> Exercise tasks
1 – For the commentary on strikes and protest, decide whether each statement agrees with the text. Answer yes or no, quoting the words of the commentary that decide it.
(a) The writer is confident that comparisons with the general strike of 1926 hold.
(b) Ernest Bevin regarded the General Strike as a mistake.
(c) Tony Benn thought political parties could achieve more than pressure groups.
2 – Answer these questions from the commentary on strikes and protest:
(a) In what season does the writer think a general strike could form?
(b) What did Ernest Bevin believe was preferable to the General Strike?
(c) At what point did Tony Benn hold his view about pressure groups?
3 – Extend the commentary on strikes and protest, starting right after its final sentence.

Document extract: Begin

In my view a perfect storm where a government is drunk with power and a frustrated population feels it is not represented in Parliament. I believe that this Autumn has the potential to see a bizarre general strike formed by different protests and activists all operating at the same time, some with overlapping circles of interest, others in opposition. The risk of a resulting tornado effect of strikes, protest, disorder and riot is high. When people do not feel listened to beware the power of the mob.


I see comparisons being made to industrial action of the 1970's, the poll tax riots and even the general strike of 1926, but I am not sure the comparisons are valid.

It has to be noted that Ernest Bevin viewed the General Strike to be a mistake believing that political solutions were preferable, although he had no great faith in Parliamentary politics. However, he recognised that political power and the ability to negotiate is held in pressure groups, unions or other unified people with a common cause, and protest was a powerful tool. I find it of note that Tony Benn when he retired from Parliament also believed that pressure groups had greater freedom and could achieve more than political parties that are tied up in the confines of Parliament.

Document extract: End
Extracted entries: Begin

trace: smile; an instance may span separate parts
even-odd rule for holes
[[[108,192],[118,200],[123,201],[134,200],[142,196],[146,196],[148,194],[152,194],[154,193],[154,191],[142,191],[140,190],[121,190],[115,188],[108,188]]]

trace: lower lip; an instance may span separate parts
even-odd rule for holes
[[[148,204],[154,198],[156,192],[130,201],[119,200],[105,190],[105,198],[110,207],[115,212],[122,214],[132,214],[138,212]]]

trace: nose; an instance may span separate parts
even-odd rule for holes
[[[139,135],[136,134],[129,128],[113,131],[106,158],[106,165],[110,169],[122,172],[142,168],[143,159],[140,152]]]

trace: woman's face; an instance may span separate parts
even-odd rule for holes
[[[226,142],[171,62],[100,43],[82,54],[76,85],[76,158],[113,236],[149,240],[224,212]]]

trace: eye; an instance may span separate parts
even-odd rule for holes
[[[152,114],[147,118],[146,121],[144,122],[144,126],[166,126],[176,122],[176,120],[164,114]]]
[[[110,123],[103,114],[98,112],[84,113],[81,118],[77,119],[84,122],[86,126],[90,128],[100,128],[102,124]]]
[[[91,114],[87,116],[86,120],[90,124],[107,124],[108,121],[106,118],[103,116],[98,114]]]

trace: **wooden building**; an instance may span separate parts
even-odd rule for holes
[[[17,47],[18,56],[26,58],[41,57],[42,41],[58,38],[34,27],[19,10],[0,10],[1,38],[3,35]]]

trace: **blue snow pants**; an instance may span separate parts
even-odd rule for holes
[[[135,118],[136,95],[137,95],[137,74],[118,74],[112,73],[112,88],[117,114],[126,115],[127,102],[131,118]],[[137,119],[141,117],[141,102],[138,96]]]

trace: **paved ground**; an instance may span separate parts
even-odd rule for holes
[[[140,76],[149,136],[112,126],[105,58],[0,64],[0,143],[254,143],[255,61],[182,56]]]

Extracted entries: End

> Written answers
1 –
(a) No: "but I am not sure the comparisons are valid."
(b) Yes: "Ernest Bevin viewed the General Strike to be a mistake"
(c) No: "believed that pressure groups had greater freedom and could achieve more than political parties"

2 –
(a) This Autumn
(b) Political solutions
(c) When he retired from Parliament

3 –
The strength of pressure groups is seen today, and this strength is potentially magnified initially by television and now by the internet and social media. Voices have been amplified and people have a greater ability to co-operate over a wider area than ever before. In the 2000 fuel protest the simple text and mobile phone was the primary tool used to organise protest. Nowadays such rallying calls can be amplified across international borders. Compare the black civil rights movement in the 1960's USA and compare it to the Black Lives Matter movement of 2020 and you see that a protest movement that in the past would have been largely focused in the United States spread throughout Britain and Europe and across the world. The world is a smaller, more crowded village than it used to be.


Modern technology brings great power to small people. We see this with Greta Thurnburg who as a successful activist has gained an international audience and support far greater than the quality of her words.


The internet has enabled sizeable movements to form that on the face of them have a popular cause or face, but behind the facade is a less attractive organisation. Many an evil can hide behind a good cause. I prefer my wolves to be honest and out in the open.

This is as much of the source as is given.